━━━━━ Records to use

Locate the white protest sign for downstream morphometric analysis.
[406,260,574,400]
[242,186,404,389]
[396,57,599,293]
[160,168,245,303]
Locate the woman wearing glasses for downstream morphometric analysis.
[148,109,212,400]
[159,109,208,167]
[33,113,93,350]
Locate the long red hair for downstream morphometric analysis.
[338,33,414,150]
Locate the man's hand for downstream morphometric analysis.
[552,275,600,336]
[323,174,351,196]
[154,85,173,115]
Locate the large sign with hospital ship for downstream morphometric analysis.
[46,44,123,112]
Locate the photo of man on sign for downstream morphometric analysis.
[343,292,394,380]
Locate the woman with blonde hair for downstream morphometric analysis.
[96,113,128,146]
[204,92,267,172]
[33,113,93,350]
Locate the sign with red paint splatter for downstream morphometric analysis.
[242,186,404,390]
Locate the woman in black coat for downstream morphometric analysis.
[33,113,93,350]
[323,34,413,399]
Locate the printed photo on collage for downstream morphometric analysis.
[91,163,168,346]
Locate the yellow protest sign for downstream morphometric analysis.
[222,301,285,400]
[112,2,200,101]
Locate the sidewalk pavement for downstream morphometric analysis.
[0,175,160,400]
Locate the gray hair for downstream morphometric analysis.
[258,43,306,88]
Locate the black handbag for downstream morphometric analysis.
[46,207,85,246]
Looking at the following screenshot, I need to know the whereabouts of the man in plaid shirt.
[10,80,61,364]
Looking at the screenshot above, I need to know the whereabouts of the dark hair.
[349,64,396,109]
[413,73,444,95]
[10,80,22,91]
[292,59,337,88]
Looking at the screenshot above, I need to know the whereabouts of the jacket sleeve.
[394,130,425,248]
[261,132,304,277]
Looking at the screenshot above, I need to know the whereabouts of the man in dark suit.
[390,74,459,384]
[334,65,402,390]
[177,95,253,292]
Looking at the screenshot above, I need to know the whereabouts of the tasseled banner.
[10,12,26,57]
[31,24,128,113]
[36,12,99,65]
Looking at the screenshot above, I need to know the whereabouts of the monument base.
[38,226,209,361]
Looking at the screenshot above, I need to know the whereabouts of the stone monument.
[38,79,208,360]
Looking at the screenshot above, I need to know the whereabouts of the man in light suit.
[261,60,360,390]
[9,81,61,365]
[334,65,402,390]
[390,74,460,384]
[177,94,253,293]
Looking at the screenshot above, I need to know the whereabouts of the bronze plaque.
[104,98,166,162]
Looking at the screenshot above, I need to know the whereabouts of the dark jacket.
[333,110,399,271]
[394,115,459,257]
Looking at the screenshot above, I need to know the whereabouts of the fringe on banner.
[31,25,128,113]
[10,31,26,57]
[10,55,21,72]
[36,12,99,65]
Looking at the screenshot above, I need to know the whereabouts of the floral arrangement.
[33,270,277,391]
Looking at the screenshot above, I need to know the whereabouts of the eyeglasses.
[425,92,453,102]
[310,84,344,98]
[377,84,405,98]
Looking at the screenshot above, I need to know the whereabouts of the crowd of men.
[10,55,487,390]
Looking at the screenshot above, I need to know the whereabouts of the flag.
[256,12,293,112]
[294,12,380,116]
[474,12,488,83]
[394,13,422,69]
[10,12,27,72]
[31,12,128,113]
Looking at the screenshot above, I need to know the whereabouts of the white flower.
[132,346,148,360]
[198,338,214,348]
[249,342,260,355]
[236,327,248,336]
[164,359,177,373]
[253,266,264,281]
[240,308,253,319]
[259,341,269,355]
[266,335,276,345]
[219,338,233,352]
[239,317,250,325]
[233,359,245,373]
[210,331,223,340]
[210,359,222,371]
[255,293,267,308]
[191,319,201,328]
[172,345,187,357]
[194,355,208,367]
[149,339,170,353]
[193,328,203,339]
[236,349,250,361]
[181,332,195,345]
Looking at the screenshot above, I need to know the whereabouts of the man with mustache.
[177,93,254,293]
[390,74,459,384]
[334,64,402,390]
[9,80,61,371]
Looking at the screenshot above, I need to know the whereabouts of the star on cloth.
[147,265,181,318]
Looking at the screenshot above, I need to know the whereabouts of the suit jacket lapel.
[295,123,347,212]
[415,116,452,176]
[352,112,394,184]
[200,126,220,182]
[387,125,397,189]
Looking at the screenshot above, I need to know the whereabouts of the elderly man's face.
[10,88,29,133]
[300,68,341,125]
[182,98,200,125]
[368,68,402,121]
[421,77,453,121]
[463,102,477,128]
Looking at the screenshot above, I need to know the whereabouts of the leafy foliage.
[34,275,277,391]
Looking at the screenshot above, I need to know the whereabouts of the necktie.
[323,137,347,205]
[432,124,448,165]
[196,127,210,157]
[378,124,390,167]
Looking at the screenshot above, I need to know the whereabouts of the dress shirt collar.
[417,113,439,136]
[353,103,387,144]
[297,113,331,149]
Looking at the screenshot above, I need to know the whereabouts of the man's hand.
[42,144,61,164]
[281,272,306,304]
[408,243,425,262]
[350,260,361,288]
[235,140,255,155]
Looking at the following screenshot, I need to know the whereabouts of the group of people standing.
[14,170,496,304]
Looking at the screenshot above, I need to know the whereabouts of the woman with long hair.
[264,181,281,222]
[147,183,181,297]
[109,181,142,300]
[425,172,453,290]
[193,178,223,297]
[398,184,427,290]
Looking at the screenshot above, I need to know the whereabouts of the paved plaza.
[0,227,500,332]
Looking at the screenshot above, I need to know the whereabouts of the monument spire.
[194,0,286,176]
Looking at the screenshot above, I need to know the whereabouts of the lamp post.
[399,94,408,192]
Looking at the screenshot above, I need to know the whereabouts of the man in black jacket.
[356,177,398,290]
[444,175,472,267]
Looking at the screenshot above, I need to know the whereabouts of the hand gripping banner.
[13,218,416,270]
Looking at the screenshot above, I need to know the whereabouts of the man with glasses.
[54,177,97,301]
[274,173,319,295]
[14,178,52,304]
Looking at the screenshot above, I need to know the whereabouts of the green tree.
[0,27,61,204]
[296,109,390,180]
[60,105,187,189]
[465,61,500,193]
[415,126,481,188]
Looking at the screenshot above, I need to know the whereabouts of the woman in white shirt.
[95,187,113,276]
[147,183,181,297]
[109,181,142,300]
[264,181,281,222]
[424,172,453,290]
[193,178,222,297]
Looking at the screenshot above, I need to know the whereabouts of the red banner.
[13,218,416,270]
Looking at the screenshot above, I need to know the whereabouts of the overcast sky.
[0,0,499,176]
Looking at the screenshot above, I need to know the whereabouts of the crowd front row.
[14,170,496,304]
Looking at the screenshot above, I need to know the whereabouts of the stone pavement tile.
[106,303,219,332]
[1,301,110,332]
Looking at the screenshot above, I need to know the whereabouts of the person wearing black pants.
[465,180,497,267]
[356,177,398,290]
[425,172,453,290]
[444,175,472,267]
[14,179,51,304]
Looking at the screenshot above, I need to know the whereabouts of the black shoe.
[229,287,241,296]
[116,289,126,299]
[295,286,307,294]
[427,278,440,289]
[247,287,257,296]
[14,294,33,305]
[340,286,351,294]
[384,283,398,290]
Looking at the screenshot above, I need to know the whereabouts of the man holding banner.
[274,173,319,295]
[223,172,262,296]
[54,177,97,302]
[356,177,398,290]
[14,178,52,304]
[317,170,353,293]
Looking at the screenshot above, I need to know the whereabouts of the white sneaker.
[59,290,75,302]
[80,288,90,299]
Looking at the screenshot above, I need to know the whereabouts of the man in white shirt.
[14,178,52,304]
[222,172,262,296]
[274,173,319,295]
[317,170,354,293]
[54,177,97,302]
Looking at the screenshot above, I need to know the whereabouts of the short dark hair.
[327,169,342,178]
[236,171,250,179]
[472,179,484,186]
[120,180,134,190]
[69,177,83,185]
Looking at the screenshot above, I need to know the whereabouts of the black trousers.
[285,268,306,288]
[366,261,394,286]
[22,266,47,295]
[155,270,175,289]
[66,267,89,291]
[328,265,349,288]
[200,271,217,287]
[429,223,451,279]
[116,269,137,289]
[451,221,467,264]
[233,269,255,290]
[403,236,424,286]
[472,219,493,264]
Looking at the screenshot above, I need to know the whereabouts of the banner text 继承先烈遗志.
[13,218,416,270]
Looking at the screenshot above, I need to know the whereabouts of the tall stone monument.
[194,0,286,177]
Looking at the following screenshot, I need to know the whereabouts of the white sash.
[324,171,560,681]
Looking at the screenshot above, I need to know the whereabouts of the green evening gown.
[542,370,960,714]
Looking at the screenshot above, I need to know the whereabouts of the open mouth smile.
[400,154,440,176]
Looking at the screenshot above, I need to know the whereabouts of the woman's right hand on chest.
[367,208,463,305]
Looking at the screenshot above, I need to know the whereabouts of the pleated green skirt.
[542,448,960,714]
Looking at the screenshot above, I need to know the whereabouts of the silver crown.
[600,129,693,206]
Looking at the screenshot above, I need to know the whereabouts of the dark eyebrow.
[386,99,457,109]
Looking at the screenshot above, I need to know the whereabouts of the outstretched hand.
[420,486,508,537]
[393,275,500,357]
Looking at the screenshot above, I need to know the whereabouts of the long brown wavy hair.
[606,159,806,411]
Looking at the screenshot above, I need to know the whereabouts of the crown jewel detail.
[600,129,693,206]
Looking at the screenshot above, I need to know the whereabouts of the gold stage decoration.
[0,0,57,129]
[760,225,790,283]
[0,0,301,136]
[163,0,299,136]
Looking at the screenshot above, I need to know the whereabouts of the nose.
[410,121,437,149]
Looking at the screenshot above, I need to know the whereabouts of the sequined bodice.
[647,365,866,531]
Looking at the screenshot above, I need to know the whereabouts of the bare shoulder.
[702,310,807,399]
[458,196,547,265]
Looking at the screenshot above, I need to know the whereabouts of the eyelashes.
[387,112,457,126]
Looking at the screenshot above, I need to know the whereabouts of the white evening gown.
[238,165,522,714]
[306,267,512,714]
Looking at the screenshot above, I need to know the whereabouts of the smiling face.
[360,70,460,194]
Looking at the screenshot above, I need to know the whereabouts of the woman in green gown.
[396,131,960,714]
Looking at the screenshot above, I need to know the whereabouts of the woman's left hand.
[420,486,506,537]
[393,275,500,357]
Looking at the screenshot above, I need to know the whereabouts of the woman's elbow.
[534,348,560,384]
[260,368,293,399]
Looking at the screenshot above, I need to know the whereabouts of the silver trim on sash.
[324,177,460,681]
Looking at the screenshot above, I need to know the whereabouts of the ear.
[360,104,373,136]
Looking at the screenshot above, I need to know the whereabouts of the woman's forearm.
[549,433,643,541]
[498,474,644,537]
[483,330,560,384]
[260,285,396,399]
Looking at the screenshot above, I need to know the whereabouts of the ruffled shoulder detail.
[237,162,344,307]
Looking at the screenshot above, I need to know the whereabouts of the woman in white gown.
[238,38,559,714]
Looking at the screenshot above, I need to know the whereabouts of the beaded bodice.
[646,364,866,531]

━━━━━━━━━━

Starting at the beginning of the listing and ending at the line that contains "[292,59,337,88]", with both ends included, write out every line again, requests included, and shift each bounding box coordinate in the answers up by 134.

* **Answer to this task**:
Locate the white protest sign for downstream morphometric analysis.
[540,394,708,534]
[376,320,538,523]
[530,191,733,427]
[294,302,379,437]
Locate the woman wearing glasses for downstream morphometric analysis.
[282,243,346,534]
[293,243,342,301]
[167,247,227,484]
Locate the long red hair for downstream morphometric analysis.
[472,167,548,284]
Locate the man's hand for downstream morphometric analysis.
[686,409,734,470]
[457,308,485,330]
[288,219,307,249]
Locate the large sign with hospital ship for downstream morphometric analysis.
[180,178,257,246]
Locate the photo of man on sign for downstream morphometric analysis.
[477,426,528,514]
Locate the woman with blonde hair for downstream morphometric analysis.
[230,247,262,280]
[338,226,401,306]
[167,247,227,484]
Locate the sign with red paint splatter for downstream morphometric analysis.
[376,320,538,524]
Locate the woman in black coat for downstream morphometric analysis.
[167,247,227,484]
[457,168,547,533]
Locate the printed photo on collage for downstream morphometric analysis.
[225,297,302,480]
Locate the yellow protest sign for downstream morphometric analysis.
[356,435,419,534]
[246,136,334,235]
Locate the sidewalk pavement for downstream morphometric analysis.
[134,309,294,534]
Locate the gray hair for downstream morphometric analysis.
[392,177,440,222]
Locate the black handbag for downstream morphometric analysis.
[180,341,219,380]
Looking at the following screenshot, I need to know the whereabouts of the man in plaid shirt.
[144,214,195,498]
Looking at the screenshot above, I need to know the whereabouts of the dark hair.
[483,198,530,243]
[547,207,578,229]
[144,214,156,225]
[426,193,471,222]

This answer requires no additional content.